__TUGAS YANG DIKERJAKAN__. Salin persis bagian dari artikel tentang harga BBM, mulai dari "Namun, sampai saat" hingga "negeri harus mengikutinya.", dengan kedua batas itu ikut disalin.

Liputan6.com, Jakarta - Harga minyak mentah dunia sudah beberapa pekan turun drastis. Bahkan terakhir sudah menyentuh USD 25 per barel.
Namun, sampai saat ini belum ada tanda-tanda Pemerintah bakal menurunkan harga Bahan Bakar Minyak (BBM) non subsidi di tanah air. Padahal, sesuai dengan ketentuan yang dibuat, harga BBM non subsidi diserahkan ke mekanisme pasar.
Baca Juga
Menurut Direktur Lembaga Bantuna Hukum (LBH) Konsumen Indonesia Firman Turmantara Endipradja, bila harga minyak mentah dunia naik, otomatis harga BBM non subsidi di dalam negeri ikut naik. Sebaliknya, bila harga minyak mentah dunia turun, otomatis harga BBM non Subsidi dalam negeri harus mengikutinya.

__CUPLIKAN DATA__.
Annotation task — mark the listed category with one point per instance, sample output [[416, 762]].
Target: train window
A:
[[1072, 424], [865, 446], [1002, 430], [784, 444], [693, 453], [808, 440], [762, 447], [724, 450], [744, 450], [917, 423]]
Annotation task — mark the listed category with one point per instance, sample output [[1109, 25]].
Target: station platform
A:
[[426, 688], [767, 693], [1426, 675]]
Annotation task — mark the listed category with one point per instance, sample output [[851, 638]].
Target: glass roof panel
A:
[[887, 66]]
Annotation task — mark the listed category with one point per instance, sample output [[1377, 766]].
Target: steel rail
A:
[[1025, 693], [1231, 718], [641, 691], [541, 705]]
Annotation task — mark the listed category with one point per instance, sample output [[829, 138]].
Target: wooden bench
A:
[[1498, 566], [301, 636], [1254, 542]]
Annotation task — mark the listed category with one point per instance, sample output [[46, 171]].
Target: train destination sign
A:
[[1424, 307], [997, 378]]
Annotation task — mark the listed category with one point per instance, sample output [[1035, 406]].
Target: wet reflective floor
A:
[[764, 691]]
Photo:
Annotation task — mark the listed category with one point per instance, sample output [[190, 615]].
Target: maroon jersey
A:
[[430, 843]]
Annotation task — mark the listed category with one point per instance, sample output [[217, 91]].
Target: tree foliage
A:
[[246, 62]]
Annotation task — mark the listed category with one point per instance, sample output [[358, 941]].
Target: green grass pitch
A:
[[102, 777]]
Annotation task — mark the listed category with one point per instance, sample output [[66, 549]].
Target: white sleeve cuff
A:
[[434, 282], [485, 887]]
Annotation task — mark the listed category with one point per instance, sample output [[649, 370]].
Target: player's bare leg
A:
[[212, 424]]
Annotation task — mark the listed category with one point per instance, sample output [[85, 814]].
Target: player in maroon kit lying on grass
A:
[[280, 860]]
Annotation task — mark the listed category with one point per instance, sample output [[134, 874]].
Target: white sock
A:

__HASIL DI BAWAH__.
Namun, sampai saat ini belum ada tanda-tanda Pemerintah bakal menurunkan harga Bahan Bakar Minyak (BBM) non subsidi di tanah air. Padahal, sesuai dengan ketentuan yang dibuat, harga BBM non subsidi diserahkan ke mekanisme pasar.
Baca Juga
Menurut Direktur Lembaga Bantuna Hukum (LBH) Konsumen Indonesia Firman Turmantara Endipradja, bila harga minyak mentah dunia naik, otomatis harga BBM non subsidi di dalam negeri ikut naik. Sebaliknya, bila harga minyak mentah dunia turun, otomatis harga BBM non Subsidi dalam negeri harus mengikutinya.